DOCUMENT PASSAGE:
== == ==
[*My project for AGI Safety Fundamentals programme (~Oct 2021). Code & pictures below.*]

To me, reading about Feature Visualization felt like one of the most revealing insights about CNNs in the last years. Seeing the idea "this node finds eyes, this node finds mouths, the combination detects faces" (oversimplified) actually implemented by the CNN was a pleasant surprise, as in, it suggests we might actually understand how NNs work. There's more reading on the programme website here, I can highly recommend the articles by Chris Olah's group on distill.

Seeing this I think many of us immediately want to try this, and play around with it. There is of course the OpenAI Microscope to look at results, and the Lucid library, but I wanted to actually reproduce the idea myself without relying on a somewhat black box (big library / OpenAI Microscope).
== == ==
RECORDED INFORMATION:
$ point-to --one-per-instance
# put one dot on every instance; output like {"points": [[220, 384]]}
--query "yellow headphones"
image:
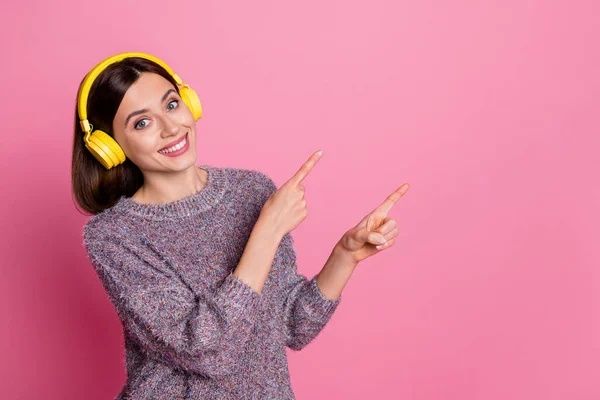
== == ==
PROMPT A:
In the feature visualization text, whose group's articles on distill does the writer highly recommend?
PROMPT B:
Rewrite the part of the feature visualization text starting at "To me, reading" and ending at "library / OpenAI Microscope).", swapping "Lucid" for "Lucent".
PROMPT C:
Continue the feature visualization text from the point where it stops.

RESULT A:
Chris Olah's group.

RESULT B:
To me, reading about Feature Visualization felt like one of the most revealing insights about CNNs in the last years. Seeing the idea "this node finds eyes, this node finds mouths, the combination detects faces" (oversimplified) actually implemented by the CNN was a pleasant surprise, as in, it suggests we might actually understand how NNs work. There's more reading on the programme website here, I can highly recommend the articles by Chris Olah's group on distill.

Seeing this I think many of us immediately want to try this, and play around with it. There is of course the OpenAI Microscope to look at results, and the Lucent library, but I wanted to actually reproduce the idea myself without relying on a somewhat black box (big library / OpenAI Microscope).

RESULT C:
Almost all tutorials I found however used Lucid, and this really cool write-up "How to visualize convolutional features in 40 lines of code" unfortunately starts with `from fastai.conv_learner import *`

. In retrospective I think I could understand this now, but I didn't, and finding out which parts were fastai functions and what they do was rather tricky. I also didn't manage to install the required (older) version of fastai.

So I decided to have a go myself, and, luckily, I found that "DeepDream" is based a very similar idea and I could adopt most code from this notebook from Google AI. This isn't actually too complicated, especially broken down to the bare minimum:

- A trained network whose features we want to visualize
- A loop to maximize the activation of a targeted node
- A few lines to make and show an image.

The whole code runs in about a minute on my laptop (no GPU).

- The first part is easy, we get the pre-trained network from tensorflow.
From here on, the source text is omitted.